• _WHAT THIS TASK INVOLVES_
Please report how many lines of the following entries hold the word "white", giving the number alone.

--- MATERIAL FOR THIS TASK ---

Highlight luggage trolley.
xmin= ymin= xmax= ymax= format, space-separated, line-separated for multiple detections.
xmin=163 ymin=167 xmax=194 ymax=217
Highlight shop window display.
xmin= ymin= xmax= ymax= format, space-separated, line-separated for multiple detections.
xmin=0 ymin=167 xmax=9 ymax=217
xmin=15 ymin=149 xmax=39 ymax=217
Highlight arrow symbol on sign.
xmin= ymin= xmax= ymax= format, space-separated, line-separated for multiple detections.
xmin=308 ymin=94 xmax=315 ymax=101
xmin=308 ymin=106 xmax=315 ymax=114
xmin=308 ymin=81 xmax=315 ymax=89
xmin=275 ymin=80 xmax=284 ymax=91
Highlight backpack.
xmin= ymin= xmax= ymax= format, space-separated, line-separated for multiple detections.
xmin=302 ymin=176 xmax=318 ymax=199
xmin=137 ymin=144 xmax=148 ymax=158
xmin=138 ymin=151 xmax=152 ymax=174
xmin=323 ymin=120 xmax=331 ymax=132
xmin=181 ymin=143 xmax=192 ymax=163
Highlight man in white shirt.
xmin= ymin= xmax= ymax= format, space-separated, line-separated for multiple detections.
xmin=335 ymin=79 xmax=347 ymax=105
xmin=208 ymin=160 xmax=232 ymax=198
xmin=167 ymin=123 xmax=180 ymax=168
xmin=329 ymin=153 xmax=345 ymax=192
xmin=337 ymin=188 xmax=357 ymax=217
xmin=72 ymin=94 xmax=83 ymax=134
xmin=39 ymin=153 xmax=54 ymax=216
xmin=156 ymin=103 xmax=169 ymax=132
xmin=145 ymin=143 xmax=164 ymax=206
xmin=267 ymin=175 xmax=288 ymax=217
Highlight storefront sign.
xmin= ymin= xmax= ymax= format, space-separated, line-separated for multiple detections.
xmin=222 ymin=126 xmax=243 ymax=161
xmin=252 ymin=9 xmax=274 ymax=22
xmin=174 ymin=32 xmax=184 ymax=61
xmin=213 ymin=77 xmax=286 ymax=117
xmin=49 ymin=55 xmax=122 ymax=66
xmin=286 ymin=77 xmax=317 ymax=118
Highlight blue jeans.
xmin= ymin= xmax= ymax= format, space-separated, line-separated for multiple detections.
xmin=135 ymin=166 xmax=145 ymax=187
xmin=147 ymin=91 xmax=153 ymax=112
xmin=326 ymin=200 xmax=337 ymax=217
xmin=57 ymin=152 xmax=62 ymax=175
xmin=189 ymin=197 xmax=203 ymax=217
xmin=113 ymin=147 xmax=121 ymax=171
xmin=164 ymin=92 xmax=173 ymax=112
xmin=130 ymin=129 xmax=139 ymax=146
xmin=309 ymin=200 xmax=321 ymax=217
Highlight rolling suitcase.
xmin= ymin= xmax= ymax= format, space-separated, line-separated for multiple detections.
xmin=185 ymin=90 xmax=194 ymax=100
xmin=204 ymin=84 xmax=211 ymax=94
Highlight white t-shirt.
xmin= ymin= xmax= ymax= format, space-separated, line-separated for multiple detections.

---

• _TASK RESULT_
2